## TASK ITEM
Which lines below contain "bench"? Copy every one of them.

(Region pointing data)
╔══
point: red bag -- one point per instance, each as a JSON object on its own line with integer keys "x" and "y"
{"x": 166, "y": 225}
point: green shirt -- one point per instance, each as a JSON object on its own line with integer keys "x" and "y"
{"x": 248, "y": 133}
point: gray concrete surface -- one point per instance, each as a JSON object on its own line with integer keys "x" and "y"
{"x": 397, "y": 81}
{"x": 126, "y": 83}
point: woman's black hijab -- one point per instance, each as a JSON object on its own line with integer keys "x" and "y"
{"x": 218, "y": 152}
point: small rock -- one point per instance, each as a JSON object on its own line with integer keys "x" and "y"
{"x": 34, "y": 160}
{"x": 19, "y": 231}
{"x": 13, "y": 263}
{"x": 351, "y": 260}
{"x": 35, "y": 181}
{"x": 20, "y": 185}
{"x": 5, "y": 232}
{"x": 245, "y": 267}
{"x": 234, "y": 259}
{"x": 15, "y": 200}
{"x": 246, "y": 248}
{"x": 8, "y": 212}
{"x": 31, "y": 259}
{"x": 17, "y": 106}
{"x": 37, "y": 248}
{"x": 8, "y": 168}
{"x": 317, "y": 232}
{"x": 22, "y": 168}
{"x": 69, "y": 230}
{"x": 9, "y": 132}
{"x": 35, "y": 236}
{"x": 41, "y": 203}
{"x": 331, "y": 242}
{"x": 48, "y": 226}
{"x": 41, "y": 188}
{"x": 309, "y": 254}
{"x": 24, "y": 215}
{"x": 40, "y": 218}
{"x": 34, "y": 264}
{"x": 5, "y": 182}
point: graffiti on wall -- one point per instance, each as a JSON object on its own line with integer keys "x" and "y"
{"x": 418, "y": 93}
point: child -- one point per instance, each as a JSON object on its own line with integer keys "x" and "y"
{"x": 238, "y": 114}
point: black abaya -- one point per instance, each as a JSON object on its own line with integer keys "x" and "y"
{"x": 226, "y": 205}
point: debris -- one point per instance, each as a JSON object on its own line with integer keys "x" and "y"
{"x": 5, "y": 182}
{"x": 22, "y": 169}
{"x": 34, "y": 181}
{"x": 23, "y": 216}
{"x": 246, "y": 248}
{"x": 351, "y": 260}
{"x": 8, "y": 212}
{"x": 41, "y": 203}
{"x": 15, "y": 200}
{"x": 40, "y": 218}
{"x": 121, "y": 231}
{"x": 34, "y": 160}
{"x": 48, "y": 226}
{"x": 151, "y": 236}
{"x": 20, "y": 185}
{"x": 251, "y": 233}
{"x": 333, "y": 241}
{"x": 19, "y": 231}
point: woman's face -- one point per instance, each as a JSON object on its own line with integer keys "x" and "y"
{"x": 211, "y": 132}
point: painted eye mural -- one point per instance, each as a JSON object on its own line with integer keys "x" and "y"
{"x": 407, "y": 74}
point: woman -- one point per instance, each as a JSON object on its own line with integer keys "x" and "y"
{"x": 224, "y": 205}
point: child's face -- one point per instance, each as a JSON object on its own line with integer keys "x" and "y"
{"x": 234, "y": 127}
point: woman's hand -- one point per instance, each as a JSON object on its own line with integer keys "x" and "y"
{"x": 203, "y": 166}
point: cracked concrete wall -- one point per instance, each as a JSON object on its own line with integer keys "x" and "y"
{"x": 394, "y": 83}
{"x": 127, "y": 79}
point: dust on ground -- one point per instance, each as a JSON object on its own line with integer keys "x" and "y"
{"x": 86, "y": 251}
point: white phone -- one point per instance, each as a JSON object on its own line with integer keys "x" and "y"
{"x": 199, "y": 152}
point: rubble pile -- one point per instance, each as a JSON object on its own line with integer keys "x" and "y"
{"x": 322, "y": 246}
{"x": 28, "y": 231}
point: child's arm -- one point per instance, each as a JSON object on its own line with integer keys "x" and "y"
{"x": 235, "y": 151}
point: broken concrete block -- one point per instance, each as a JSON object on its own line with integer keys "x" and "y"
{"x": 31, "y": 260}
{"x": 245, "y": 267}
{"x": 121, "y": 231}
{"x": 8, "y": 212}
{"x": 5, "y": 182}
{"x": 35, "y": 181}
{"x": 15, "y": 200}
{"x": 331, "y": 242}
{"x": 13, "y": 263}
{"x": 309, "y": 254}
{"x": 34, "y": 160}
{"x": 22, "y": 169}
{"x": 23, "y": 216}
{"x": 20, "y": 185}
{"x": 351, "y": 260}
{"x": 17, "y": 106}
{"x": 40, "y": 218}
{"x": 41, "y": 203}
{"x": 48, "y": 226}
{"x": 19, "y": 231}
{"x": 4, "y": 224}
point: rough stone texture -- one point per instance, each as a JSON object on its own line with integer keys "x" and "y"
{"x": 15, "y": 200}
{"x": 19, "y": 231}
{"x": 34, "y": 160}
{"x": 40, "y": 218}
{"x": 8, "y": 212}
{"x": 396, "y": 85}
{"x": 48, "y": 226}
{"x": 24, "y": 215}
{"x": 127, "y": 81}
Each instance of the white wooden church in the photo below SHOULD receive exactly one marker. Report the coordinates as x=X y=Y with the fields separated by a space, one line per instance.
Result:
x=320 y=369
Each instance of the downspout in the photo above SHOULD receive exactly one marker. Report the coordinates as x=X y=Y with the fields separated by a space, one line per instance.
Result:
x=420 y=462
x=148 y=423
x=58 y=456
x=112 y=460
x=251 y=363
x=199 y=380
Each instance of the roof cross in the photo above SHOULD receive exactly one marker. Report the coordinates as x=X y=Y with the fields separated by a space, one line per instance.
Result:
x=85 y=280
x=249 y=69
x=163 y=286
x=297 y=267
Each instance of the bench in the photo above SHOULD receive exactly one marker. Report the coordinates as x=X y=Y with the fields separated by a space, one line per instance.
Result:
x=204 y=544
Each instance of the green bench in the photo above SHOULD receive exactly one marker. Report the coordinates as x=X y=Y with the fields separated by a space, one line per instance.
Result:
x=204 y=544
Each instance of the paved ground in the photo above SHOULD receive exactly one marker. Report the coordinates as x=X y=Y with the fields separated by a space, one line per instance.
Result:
╚══
## THE COMPLETED TASK
Each instance of the bench in the photo above SHOULD receive exactly one marker. Report the coordinates as x=X y=Y with the fields separated by a space, one line per instance.
Each instance of the green bench in the photo above SHOULD receive exactly one marker. Report the coordinates as x=X y=Y with the fields separated by a space, one line per instance.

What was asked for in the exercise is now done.